Given problem 1: In the interview on Brazil's economy, begin at the words "Over the next few" and stop after "the growth sustainable.", reproducing that passage with "window of opportunities" swapped for "period of opportunity".
Given problem 2:
Answer these questions on the interview on Brazil's economy:
(a) Which two sporting events are named as drivers of the Brazilian economy?
(b) Over how many years is Brazil said to offer an exciting window of opportunities to investors?
(c) What question opens the interview?

Text segment:
[BEGIN]
An interview with Paulo Dortas


How do you assess the outlook for your economy?

Over the next few years, the Brazilian economy will face the positive impact of several drivers: the 2014 FIFA World Cup, the 2016 Olympic Games and a burgeoning, consuming middle class. Certain sectors will therefore see a large uptick in demand for goods and services. Good opportunities exist in education, construction & real estate, healthcare and transportation among others.

Despite recent slow growth, these factors lead us to believe that Brazil offers an exciting window of opportunities to investors over the next five years, although the most important fact is that the economy has been changing in order to keep the growth sustainable.

What are the top three strengths of your economy as a potential target for investors?
[END]
Data lines:
[BEGIN]
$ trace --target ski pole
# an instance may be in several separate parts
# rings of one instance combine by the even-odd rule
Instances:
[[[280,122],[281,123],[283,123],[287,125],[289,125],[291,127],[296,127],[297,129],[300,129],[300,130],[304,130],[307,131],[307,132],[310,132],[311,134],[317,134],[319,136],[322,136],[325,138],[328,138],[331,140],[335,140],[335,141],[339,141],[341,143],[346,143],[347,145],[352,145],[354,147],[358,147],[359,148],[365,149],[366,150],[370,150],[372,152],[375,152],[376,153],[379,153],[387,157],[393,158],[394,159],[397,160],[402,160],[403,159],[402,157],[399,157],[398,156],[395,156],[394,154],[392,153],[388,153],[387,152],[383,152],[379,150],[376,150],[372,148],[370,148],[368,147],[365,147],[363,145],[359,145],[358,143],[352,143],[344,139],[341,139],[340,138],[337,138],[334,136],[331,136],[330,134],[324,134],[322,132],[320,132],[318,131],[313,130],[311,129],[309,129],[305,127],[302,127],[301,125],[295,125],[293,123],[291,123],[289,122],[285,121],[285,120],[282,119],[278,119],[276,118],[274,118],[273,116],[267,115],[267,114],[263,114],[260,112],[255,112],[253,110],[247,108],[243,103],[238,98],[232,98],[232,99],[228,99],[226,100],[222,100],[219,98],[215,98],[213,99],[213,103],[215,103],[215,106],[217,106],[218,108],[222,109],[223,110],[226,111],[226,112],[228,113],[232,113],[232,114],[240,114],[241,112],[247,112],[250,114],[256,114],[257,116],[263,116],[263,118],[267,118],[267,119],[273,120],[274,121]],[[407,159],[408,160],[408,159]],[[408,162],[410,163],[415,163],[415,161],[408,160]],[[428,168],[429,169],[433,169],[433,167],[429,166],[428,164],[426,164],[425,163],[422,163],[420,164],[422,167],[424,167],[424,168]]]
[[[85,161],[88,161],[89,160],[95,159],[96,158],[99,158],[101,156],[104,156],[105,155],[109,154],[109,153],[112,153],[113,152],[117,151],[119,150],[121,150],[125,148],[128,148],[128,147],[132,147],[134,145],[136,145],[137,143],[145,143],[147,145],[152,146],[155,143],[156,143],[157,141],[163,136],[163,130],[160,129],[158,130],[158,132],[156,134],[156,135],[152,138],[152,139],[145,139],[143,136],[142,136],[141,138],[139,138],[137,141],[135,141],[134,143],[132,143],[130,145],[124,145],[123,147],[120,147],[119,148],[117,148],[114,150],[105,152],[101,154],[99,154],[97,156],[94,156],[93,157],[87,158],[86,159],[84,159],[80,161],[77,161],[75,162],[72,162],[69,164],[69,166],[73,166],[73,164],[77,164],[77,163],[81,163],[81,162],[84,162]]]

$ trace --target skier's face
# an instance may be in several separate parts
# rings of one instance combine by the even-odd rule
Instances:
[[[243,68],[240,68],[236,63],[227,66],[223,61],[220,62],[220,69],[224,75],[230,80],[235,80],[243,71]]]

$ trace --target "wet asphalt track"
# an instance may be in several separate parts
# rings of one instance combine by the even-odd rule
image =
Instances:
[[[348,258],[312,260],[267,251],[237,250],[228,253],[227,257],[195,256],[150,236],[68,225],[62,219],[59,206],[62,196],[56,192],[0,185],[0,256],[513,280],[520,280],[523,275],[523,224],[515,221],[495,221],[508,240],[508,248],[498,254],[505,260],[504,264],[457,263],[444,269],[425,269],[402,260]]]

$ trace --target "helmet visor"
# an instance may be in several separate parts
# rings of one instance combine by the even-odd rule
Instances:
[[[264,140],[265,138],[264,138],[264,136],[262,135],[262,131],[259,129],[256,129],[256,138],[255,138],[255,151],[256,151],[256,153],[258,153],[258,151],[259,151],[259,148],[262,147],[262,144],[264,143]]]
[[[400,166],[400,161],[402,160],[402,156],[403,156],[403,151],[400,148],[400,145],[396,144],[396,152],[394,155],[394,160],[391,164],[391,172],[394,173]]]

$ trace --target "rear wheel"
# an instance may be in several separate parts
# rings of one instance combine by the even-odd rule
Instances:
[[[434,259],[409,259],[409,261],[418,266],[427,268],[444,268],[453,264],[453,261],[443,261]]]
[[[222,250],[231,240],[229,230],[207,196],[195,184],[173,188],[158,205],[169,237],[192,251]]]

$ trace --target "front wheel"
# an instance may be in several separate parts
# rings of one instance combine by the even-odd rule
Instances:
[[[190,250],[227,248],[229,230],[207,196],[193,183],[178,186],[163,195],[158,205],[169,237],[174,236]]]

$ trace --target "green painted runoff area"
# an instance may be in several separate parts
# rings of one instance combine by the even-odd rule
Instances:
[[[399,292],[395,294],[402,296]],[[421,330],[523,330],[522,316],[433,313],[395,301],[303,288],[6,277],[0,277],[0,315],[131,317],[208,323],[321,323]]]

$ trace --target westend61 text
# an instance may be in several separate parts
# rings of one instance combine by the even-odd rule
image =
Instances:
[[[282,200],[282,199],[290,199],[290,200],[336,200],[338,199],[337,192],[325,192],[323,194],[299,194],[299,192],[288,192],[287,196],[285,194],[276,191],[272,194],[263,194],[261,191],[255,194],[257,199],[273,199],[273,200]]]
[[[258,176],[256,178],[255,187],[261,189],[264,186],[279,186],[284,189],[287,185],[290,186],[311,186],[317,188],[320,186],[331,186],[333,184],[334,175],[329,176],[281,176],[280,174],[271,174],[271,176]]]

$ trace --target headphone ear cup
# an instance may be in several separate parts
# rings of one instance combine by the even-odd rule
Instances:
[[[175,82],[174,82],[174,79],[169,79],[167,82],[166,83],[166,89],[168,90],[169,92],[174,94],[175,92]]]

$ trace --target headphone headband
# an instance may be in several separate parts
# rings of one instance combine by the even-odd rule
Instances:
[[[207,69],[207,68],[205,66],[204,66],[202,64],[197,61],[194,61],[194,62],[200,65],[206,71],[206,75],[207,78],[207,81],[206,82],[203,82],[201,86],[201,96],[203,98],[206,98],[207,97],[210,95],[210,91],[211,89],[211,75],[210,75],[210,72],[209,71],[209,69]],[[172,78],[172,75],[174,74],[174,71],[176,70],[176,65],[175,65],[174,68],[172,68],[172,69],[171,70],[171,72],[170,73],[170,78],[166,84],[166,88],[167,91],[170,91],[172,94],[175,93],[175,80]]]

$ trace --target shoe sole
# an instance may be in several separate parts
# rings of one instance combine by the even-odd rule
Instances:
[END]
Full response 1:
Over the next few years, the Brazilian economy will face the positive impact of several drivers: the 2014 FIFA World Cup, the 2016 Olympic Games and a burgeoning, consuming middle class. Certain sectors will therefore see a large uptick in demand for goods and services. Good opportunities exist in education, construction & real estate, healthcare and transportation among others.

Despite recent slow growth, these factors lead us to believe that Brazil offers an exciting period of opportunity to investors over the next five years, although the most important fact is that the economy has been changing in order to keep the growth sustainable.

Full response 2:
(a) The 2014 FIFA World Cup and the 2016 Olympic Games.
(b) Five years.
(c) "How do you assess the outlook for your economy?"